Dataset records:
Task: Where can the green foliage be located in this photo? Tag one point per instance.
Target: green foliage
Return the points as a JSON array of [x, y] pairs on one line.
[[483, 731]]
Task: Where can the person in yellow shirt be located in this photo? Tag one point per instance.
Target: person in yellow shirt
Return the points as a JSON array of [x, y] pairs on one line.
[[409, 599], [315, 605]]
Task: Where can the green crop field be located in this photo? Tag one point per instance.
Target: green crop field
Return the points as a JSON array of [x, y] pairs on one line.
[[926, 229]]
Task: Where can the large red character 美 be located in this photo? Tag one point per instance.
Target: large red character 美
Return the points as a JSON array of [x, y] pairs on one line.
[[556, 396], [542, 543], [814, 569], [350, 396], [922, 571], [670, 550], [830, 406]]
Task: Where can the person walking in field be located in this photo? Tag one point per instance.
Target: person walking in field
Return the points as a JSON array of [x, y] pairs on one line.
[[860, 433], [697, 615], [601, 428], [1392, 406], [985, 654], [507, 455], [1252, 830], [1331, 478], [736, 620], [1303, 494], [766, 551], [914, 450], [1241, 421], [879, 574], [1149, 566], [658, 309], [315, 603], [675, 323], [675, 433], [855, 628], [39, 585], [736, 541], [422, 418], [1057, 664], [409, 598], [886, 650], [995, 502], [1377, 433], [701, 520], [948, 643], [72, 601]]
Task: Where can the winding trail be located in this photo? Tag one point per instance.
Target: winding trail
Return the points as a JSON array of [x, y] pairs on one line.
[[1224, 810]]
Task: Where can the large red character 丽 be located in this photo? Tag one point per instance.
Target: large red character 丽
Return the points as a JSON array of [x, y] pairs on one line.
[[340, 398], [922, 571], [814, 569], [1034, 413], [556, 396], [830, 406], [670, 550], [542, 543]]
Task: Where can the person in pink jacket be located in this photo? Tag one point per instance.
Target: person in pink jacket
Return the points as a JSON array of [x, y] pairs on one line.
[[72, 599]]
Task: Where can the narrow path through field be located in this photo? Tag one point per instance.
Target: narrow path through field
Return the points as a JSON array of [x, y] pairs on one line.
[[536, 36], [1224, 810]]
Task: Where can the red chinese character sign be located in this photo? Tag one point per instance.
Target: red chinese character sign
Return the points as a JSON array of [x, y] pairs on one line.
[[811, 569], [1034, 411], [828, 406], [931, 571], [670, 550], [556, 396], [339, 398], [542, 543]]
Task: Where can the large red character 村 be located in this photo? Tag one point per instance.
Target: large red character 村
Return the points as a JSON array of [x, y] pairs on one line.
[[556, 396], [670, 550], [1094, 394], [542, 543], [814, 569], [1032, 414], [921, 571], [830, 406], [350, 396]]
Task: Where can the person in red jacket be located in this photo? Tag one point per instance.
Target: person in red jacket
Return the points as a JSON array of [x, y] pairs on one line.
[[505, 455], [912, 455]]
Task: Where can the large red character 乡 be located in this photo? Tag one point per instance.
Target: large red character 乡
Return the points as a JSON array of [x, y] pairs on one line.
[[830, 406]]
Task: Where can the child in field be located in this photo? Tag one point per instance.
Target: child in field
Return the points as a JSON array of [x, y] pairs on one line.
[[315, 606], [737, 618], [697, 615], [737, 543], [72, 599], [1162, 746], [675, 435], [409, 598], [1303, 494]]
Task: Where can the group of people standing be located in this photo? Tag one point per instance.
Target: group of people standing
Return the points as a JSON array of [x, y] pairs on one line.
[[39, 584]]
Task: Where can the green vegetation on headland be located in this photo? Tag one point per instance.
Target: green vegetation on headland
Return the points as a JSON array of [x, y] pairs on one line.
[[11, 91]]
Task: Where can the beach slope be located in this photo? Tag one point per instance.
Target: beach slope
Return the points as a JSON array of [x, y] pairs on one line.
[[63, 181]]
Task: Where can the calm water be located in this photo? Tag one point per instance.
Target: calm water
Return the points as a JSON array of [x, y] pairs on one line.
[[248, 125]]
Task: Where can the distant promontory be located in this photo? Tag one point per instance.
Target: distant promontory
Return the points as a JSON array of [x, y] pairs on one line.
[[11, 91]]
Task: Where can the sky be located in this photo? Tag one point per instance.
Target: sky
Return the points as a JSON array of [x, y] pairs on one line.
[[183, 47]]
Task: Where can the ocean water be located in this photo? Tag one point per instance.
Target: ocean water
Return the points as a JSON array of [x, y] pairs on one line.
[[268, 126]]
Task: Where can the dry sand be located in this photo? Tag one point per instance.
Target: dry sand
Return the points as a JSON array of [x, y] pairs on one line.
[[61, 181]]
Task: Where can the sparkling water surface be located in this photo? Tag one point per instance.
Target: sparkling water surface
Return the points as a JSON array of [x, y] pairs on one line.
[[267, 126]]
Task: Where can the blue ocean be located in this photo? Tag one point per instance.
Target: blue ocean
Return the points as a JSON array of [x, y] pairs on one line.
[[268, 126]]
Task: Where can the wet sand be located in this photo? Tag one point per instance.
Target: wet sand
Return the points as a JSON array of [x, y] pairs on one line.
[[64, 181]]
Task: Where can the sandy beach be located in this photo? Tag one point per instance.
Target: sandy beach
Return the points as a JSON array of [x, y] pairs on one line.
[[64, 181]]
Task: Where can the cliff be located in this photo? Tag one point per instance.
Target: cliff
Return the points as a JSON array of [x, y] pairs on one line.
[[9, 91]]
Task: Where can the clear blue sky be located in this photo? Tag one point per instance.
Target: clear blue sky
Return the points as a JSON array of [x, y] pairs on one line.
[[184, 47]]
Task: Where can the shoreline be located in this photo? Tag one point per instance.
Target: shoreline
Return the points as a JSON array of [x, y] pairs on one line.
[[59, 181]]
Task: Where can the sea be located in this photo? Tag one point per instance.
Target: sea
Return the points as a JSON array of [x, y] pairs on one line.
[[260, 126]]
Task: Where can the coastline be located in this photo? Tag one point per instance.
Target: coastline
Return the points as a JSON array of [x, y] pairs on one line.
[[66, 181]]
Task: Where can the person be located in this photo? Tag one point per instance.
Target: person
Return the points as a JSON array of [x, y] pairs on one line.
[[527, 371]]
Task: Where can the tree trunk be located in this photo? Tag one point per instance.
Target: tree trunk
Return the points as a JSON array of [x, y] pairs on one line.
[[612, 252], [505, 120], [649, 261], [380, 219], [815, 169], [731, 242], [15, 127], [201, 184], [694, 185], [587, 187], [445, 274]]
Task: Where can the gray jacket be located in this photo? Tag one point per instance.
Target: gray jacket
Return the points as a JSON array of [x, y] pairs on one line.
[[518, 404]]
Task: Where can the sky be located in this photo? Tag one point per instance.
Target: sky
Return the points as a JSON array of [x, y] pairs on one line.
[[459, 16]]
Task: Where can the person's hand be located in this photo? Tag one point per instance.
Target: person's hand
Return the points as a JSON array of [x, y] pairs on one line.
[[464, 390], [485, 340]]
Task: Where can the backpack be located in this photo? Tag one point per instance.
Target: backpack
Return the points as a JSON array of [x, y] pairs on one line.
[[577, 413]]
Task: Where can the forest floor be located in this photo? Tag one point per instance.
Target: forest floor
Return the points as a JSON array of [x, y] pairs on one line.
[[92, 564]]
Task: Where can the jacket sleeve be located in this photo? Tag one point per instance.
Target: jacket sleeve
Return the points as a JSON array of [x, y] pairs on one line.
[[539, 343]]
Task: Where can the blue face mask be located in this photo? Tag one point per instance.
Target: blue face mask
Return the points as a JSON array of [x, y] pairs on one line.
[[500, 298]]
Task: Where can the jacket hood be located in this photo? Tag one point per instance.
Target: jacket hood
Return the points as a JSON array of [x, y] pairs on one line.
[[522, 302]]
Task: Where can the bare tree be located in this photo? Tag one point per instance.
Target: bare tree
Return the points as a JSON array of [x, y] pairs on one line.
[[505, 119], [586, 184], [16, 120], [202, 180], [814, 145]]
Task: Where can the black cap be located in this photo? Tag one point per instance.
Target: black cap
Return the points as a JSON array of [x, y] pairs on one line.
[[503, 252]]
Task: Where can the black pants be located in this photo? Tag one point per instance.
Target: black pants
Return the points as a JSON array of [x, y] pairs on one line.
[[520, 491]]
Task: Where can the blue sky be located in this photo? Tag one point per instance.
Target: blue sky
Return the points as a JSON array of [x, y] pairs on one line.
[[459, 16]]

• _Work to be completed_: Transcribe verbatim the lines above, starting at the line that contains "Task: Where can the large red character 丽" and ending at the line that contains "[[72, 599]]", with both of those lines included.

• _The result_:
Task: Where can the large red character 丽 be located in this photo? Tag one point per instance.
Target: large red character 丽
Return the points as a JSON array of [x, y] pairs on one line.
[[340, 398], [922, 571], [814, 569], [1034, 413], [556, 396], [830, 406], [670, 550], [542, 543]]
Task: Where can the person in pink jacket be located in this photo? Tag one point per instance.
Target: person in pink jacket
Return the points as a JSON array of [x, y] pairs on one line.
[[72, 599]]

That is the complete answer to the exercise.